▸ 小练习:
请把下面全部条目逐行转写成一个 JSON 字符串列表，每行对应一个字符串，空行略去。图片不要写进答案。

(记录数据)
┌──
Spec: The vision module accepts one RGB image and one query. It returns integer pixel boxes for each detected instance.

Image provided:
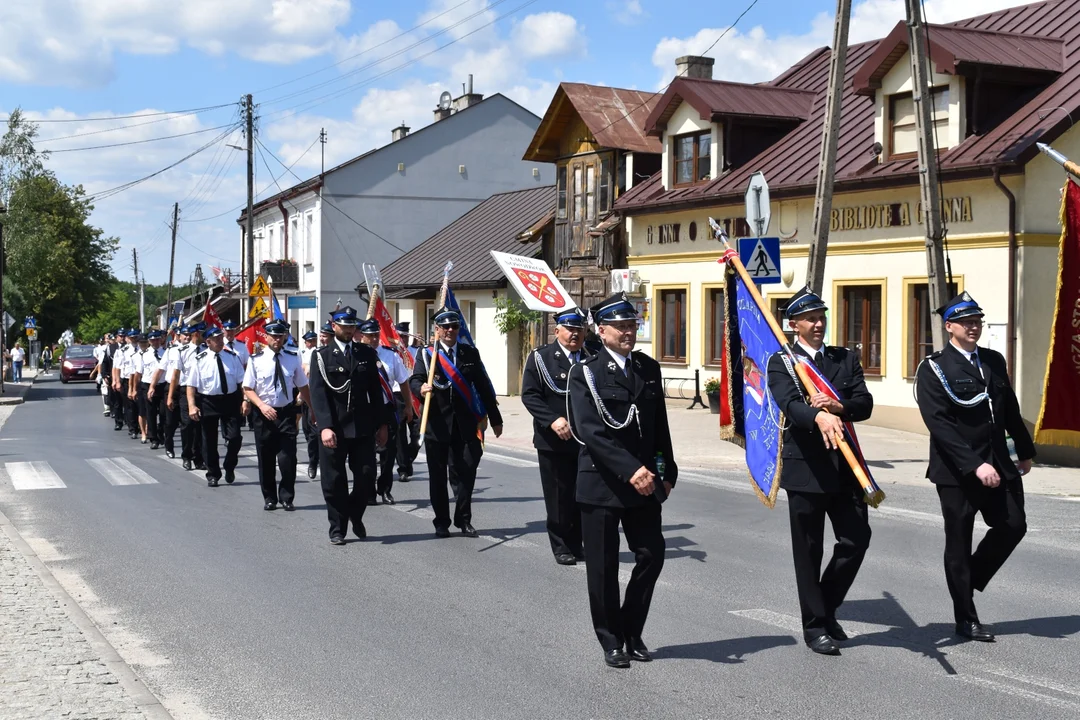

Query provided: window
[839,285,881,375]
[660,289,687,363]
[555,165,566,220]
[907,283,958,378]
[705,287,726,367]
[672,132,713,186]
[889,87,948,158]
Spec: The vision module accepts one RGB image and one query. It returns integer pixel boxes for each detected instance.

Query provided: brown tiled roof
[854,21,1065,97]
[523,82,662,162]
[645,78,813,137]
[616,0,1080,213]
[382,185,555,293]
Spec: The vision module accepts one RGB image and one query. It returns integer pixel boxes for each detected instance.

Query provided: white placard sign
[489,250,577,312]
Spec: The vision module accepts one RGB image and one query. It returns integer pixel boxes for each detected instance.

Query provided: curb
[0,511,175,720]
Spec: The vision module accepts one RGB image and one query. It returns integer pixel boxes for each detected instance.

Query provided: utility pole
[904,0,949,350]
[244,94,255,317]
[807,0,851,295]
[164,203,180,332]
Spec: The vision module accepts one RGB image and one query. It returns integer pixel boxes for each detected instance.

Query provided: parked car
[60,345,97,383]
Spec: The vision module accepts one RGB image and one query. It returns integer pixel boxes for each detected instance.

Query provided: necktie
[214,353,229,395]
[273,353,285,390]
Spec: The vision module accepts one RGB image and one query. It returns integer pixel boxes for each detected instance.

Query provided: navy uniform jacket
[408,342,502,443]
[522,342,590,453]
[769,343,874,492]
[915,342,1035,487]
[568,350,678,507]
[308,340,393,438]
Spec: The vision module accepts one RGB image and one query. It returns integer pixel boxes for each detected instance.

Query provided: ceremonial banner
[1035,179,1080,448]
[720,263,783,507]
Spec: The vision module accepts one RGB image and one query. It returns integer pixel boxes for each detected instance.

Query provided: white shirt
[244,348,308,408]
[187,350,244,395]
[376,345,413,393]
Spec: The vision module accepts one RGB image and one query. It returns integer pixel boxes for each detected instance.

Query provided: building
[616,0,1080,444]
[378,185,555,395]
[525,81,660,332]
[238,85,554,335]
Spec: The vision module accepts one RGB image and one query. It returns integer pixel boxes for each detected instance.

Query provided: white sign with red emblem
[490,250,577,312]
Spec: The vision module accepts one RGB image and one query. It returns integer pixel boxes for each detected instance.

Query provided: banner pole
[708,218,885,507]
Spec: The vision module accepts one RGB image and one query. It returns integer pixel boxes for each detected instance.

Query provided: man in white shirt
[357,318,413,505]
[244,320,311,511]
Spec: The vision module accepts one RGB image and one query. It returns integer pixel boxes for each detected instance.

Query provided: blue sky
[0,0,1020,284]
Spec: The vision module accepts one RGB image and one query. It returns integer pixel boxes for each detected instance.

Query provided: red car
[60,345,97,382]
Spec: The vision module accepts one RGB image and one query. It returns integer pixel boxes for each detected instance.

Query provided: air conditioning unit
[611,270,643,295]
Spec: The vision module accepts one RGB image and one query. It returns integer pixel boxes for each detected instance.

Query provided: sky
[0,0,1036,285]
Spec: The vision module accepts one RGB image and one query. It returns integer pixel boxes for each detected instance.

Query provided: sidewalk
[487,396,1080,495]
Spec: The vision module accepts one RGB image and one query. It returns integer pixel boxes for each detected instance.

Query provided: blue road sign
[739,237,781,285]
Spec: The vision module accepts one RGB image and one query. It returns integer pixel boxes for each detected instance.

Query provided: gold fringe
[1035,177,1077,447]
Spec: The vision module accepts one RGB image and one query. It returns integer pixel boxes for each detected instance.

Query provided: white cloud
[512,12,585,58]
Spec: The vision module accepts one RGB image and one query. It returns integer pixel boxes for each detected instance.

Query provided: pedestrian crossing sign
[739,237,781,285]
[247,275,270,297]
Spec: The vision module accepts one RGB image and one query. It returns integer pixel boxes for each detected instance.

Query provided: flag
[720,263,783,507]
[1035,179,1080,448]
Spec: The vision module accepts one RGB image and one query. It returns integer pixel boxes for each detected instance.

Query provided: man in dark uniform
[309,307,393,545]
[409,308,502,538]
[522,308,592,565]
[567,293,678,667]
[915,293,1035,642]
[769,287,874,655]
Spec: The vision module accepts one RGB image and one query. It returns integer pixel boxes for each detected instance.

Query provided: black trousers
[195,393,243,480]
[176,395,204,465]
[537,450,581,557]
[937,480,1027,623]
[300,405,322,470]
[581,502,666,650]
[394,392,420,476]
[254,405,297,503]
[319,434,375,538]
[787,490,870,639]
[424,435,484,529]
└──
▸ 练习答案:
[
  "Spec: The vision module accepts one RGB image and one query. It returns integer pixel boxes for each detected instance.",
  "Image provided:",
  "Query provided: window",
  "[839,285,881,375]",
  "[660,289,687,363]",
  "[555,165,566,220]",
  "[907,283,958,378]",
  "[705,287,726,367]",
  "[672,132,713,186]",
  "[889,87,948,158]",
  "Spec: The vision module accepts one RGB image and one query. It returns integer pixel boxes for each detected instance.",
  "Query provided: brown tiled roof",
  "[854,21,1065,97]",
  "[523,82,662,162]",
  "[645,78,813,137]",
  "[616,0,1080,213]",
  "[382,185,555,293]",
  "Spec: The vision module accepts one RGB image and one query. It returns integer pixel boxes for each detected instance.",
  "Query provided: white placard sign",
  "[489,250,577,312]",
  "Spec: The vision module accepts one RGB image and one query. It returns integer pixel boxes for each detected instance.",
  "Query provided: curb",
  "[0,511,175,720]",
  "Spec: The vision module accepts one RGB image and one query. It returns integer pixel boxes for each detected instance.",
  "Query provided: utility pole",
  "[904,0,949,350]",
  "[244,94,255,317]",
  "[807,0,851,295]",
  "[164,203,180,332]",
  "Spec: The vision module accepts one RGB image and one query. It returns integer pixel boxes for each detected instance.",
  "Query provided: parked car",
  "[60,345,97,383]",
  "Spec: The vision module accepts one RGB image and one query. It returns integer pixel boxes for each detected instance.",
  "Query provided: necktie",
  "[214,353,229,395]",
  "[273,353,285,390]",
  "Spec: The vision module accepts one RGB image and one query. It returns integer pixel boxes for each detected instance.",
  "Query provided: navy uniform jacket",
  "[408,342,502,443]",
  "[522,342,590,453]",
  "[769,343,874,492]",
  "[915,342,1035,487]",
  "[568,350,678,507]",
  "[308,340,393,438]",
  "Spec: The vision module accepts one RGB image and one query. It returns integer pixel boxes for each detected instance.",
  "Query provided: ceremonial banner",
  "[1035,179,1080,448]",
  "[720,263,783,507]",
  "Spec: The vision module accepts one RGB image and one query. It returns integer pixel boxes for each detected instance.",
  "Query provided: white shirt",
  "[244,348,308,408]",
  "[187,350,244,395]",
  "[376,345,413,393]",
  "Spec: The vision module accepts one RGB image and one query. It returns integer pixel boxes for each detected instance.",
  "Query provided: building",
  "[616,0,1080,444]",
  "[378,185,555,395]",
  "[525,81,660,332]",
  "[238,85,554,335]",
  "Spec: The vision module accepts one RGB image and one query. It returns integer pixel boxes for each detected instance.",
  "Query provided: white sign with red emblem",
  "[490,250,577,312]",
  "Spec: The vision module accepts one RGB image and one query. It returns integer pixel boxes for each detected instance.",
  "Query provided: banner pole",
  "[708,218,885,507]",
  "Spec: The vision module accepts one RGB image and one query. It returns integer pixel boxes for each detected instance.",
  "Query provided: man in white shirt",
  "[357,318,413,505]",
  "[244,320,311,511]",
  "Spec: The vision module accepts one RGB image and one query. It returns integer pixel boxes for each detected instance.",
  "Query provided: blue sky",
  "[0,0,1020,284]",
  "Spec: The vision module accepts one RGB image and one query. It returns integer pixel boxes for each detected instance.",
  "Query provided: red car",
  "[60,345,97,382]",
  "Spec: The vision module accepts one RGB image and one query. It returns integer pixel boxes for each detected instance.",
  "Query provided: air conditioning unit",
  "[611,270,643,295]",
  "Spec: The vision module accepts one RGB image and one query. It returns integer pixel boxes for each detected instance.",
  "Query provided: sky",
  "[0,0,1036,285]",
  "Spec: The vision module accepts one RGB image and one query. It returns integer pixel boxes for each detected instance.",
  "Query provided: sidewalk",
  "[487,396,1080,495]",
  "Spec: The vision module accepts one RGB image and one query. It returns integer pixel boxes for each detected instance.",
  "Query provided: blue road sign",
  "[739,237,781,285]",
  "Spec: The vision module accepts one RGB image and one query. It returns integer pixel boxes for each detected instance.",
  "Query provided: gold fringe",
  "[1035,177,1077,447]",
  "Spec: The vision module accepts one RGB image and one query. It returns integer pixel boxes for each detected instance.",
  "Query provided: white cloud",
  "[512,12,585,58]",
  "Spec: The vision module accepts one RGB image and one query. It returns integer pixel boxes for each detected instance.",
  "Query provided: pedestrian crossing sign",
  "[739,237,781,285]",
  "[247,275,270,297]",
  "Spec: The vision module accepts one RGB image and one query. It returns integer pixel boxes for each detected instance.",
  "Query provided: flag",
  "[720,263,783,507]",
  "[1035,179,1080,448]",
  "Spec: The vision module accepts one RGB image and one query. It returns integer pixel boxes for each detected instance.",
  "Query provided: man in dark uniform",
  "[309,307,393,545]",
  "[409,308,502,538]",
  "[522,308,592,565]",
  "[567,293,678,667]",
  "[915,293,1035,642]",
  "[769,287,874,655]",
  "Spec: The vision module accepts one RGB image and one query. It returns integer pixel boxes for each detected instance.",
  "Query provided: black trousers",
  "[195,393,243,480]",
  "[176,395,204,465]",
  "[537,450,581,557]",
  "[937,480,1027,623]",
  "[300,405,322,470]",
  "[581,502,666,650]",
  "[394,392,420,476]",
  "[254,405,297,503]",
  "[319,434,375,538]",
  "[787,490,870,639]",
  "[424,435,484,529]"
]